**THE DATA**:
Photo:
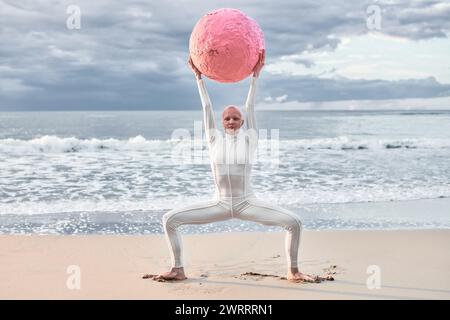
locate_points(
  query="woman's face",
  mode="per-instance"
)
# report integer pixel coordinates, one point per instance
(231, 120)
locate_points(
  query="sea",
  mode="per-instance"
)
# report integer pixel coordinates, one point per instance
(118, 172)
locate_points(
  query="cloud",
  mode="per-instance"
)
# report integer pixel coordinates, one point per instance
(132, 54)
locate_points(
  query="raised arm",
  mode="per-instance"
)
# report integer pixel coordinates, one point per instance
(208, 114)
(250, 103)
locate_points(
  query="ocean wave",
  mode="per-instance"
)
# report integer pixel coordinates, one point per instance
(55, 144)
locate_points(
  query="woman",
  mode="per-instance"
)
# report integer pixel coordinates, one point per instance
(231, 158)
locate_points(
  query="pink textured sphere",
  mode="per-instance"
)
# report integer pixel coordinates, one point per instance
(225, 45)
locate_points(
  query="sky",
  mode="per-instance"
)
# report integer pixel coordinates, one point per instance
(127, 55)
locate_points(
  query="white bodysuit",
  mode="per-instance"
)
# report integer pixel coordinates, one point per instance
(231, 163)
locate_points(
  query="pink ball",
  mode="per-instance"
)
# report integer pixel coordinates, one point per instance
(225, 45)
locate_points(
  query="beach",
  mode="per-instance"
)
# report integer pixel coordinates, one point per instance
(369, 264)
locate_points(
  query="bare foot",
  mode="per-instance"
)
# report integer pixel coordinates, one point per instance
(175, 274)
(302, 277)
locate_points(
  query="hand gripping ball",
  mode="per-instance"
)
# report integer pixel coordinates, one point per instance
(225, 45)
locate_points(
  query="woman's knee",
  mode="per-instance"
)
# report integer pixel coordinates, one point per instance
(169, 220)
(295, 223)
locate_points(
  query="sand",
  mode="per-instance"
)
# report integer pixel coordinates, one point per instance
(407, 264)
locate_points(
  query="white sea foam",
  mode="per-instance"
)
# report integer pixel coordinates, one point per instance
(54, 144)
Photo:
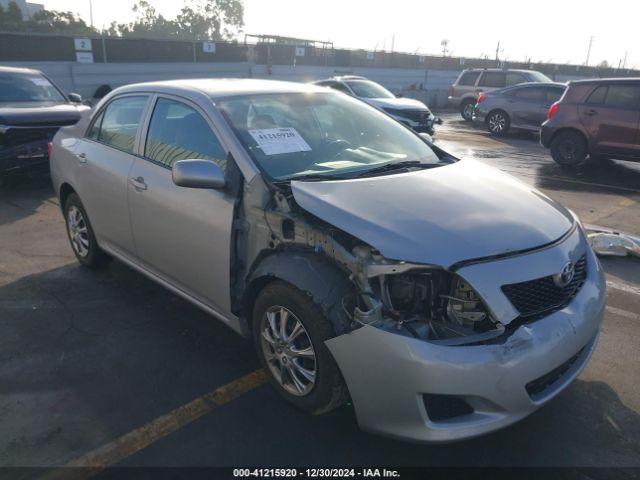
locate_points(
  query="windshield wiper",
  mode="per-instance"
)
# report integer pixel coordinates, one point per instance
(396, 166)
(312, 177)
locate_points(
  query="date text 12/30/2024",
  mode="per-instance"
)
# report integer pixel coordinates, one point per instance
(315, 473)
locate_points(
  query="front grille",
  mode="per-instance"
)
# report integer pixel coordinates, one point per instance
(538, 387)
(542, 296)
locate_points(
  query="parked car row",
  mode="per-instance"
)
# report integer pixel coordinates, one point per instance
(597, 118)
(32, 109)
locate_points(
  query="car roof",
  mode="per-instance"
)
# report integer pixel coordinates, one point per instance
(538, 84)
(4, 69)
(607, 80)
(519, 70)
(222, 87)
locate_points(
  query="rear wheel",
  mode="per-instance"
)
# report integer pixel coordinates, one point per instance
(498, 122)
(289, 332)
(80, 233)
(569, 148)
(466, 109)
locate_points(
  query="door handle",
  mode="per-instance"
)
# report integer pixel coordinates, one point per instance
(138, 183)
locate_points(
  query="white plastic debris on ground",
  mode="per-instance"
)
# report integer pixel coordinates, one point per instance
(607, 242)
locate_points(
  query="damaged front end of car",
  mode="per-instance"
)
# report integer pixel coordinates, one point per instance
(429, 352)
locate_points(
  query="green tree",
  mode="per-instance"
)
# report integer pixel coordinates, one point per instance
(51, 21)
(197, 20)
(12, 19)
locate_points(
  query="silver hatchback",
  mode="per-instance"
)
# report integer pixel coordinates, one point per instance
(445, 298)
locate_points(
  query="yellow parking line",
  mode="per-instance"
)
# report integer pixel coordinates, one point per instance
(140, 438)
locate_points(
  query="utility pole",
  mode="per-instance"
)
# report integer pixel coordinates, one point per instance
(91, 12)
(586, 64)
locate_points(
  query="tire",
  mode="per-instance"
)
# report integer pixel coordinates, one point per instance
(326, 390)
(569, 149)
(498, 122)
(80, 233)
(466, 109)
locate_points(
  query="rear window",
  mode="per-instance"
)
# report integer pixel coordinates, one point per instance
(530, 93)
(31, 87)
(597, 96)
(623, 96)
(468, 79)
(493, 79)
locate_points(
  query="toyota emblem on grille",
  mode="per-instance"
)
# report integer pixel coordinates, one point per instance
(565, 276)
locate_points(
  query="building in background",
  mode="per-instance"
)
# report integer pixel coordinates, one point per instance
(28, 9)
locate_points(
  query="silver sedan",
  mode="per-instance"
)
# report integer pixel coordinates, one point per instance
(445, 298)
(522, 107)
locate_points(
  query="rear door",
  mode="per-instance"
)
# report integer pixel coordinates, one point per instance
(104, 158)
(183, 235)
(527, 105)
(611, 115)
(491, 80)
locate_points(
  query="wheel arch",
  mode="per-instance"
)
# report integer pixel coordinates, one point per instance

**WHAT IS NEEDED**: Copy each line of the listing that carries the word "white".

**RESPONSE AREA**:
  query="white bodysuit",
  query="white sea foam",
  query="white plastic debris on ground",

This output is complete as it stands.